[WRITTEN EXERCISE]: Print the passage from the forum thread on the 1.8 rough idle, beginning at the words "## Brendan81 (Jul" and stopping after "light on this?", with every character unchanged.

[EXCERPT PROVIDED]:
<<<<

# 1.8 rough idle



## Brendan81 (Jul 18, 2005)

my 01 1.8 gti has a strange problem, it runs rough at idle and sometimes actually stalls. The RPMs bounce from 800 to 1000k while while at a stop light/ stop sign and this is when it sometimes stalls, I'm getting no check engine light which is the strange thing, can anyone shed any light on this? 
thanks


----------



## vgasbrkdrms1 (Jun 23, 2009)

why is this happening to everyone!!


----------



## Yosh_Cupra (Jun 28, 2008)

Slight vacuum leak, bad MAF, check the FAQ...


----------



## VDUB Modder (Nov 30, 2005)

>>>>

[RECORDS PROVIDED]:
<<<<

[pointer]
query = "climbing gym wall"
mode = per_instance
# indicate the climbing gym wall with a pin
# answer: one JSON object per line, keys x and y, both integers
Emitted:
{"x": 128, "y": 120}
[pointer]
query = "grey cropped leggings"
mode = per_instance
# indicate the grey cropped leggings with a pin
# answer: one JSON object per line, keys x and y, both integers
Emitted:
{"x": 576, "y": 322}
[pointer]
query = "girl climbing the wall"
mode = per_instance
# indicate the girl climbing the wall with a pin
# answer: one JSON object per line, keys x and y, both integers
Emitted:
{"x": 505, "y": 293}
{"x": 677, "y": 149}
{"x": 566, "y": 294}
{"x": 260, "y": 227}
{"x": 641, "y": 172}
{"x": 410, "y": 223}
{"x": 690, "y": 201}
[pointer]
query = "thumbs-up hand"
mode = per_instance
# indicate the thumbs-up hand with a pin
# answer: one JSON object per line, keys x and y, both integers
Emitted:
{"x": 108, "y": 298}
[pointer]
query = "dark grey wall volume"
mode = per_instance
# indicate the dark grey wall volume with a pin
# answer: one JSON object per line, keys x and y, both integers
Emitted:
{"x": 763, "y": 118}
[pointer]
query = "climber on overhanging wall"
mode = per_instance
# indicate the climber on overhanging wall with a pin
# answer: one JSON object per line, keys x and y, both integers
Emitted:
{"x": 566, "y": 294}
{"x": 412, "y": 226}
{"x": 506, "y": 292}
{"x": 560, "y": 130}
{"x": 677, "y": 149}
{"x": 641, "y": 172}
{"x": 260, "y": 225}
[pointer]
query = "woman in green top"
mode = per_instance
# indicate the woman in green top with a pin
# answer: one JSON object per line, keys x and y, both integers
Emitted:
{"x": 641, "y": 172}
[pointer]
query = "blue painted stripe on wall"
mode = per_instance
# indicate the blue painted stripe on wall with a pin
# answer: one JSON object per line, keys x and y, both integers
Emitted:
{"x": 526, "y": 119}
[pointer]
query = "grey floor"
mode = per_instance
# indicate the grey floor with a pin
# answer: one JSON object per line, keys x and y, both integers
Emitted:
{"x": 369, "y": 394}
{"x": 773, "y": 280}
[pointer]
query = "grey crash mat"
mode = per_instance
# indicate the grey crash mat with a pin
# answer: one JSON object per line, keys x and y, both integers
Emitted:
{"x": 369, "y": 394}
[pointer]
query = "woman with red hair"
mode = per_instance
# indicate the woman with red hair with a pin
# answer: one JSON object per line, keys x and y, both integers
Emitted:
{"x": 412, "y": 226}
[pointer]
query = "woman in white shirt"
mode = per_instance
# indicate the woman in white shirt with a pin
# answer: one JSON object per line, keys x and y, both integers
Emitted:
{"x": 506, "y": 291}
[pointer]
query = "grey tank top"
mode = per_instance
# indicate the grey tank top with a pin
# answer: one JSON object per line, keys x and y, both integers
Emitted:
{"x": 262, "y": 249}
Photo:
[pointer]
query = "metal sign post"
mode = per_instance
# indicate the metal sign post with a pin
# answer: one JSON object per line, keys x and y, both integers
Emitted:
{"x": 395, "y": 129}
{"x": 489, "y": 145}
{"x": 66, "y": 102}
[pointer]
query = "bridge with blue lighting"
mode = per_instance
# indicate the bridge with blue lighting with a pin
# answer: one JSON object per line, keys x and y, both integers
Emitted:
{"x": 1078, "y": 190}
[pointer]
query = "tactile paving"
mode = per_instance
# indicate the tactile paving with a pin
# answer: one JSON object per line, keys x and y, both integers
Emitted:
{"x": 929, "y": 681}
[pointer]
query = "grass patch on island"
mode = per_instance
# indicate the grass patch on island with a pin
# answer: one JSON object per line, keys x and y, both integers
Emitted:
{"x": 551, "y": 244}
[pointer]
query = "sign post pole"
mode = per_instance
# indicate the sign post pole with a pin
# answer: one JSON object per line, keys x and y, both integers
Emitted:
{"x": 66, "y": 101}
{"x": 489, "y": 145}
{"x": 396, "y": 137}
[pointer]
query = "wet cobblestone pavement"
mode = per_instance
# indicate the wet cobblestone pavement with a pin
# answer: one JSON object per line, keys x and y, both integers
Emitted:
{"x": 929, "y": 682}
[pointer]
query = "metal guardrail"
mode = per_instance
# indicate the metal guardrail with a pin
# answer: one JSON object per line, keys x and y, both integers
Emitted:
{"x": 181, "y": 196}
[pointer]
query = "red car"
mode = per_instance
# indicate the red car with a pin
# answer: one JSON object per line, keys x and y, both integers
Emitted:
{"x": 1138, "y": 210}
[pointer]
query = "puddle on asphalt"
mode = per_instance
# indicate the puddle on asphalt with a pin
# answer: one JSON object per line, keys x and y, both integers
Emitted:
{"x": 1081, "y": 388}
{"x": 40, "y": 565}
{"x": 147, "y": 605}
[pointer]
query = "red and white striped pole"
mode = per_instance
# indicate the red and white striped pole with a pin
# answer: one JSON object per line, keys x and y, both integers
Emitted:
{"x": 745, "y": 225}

>>>>

[RESULT FOR THIS TASK]:
## Brendan81 (Jul 18, 2005)

my 01 1.8 gti has a strange problem, it runs rough at idle and sometimes actually stalls. The RPMs bounce from 800 to 1000k while while at a stop light/ stop sign and this is when it sometimes stalls, I'm getting no check engine light which is the strange thing, can anyone shed any light on this?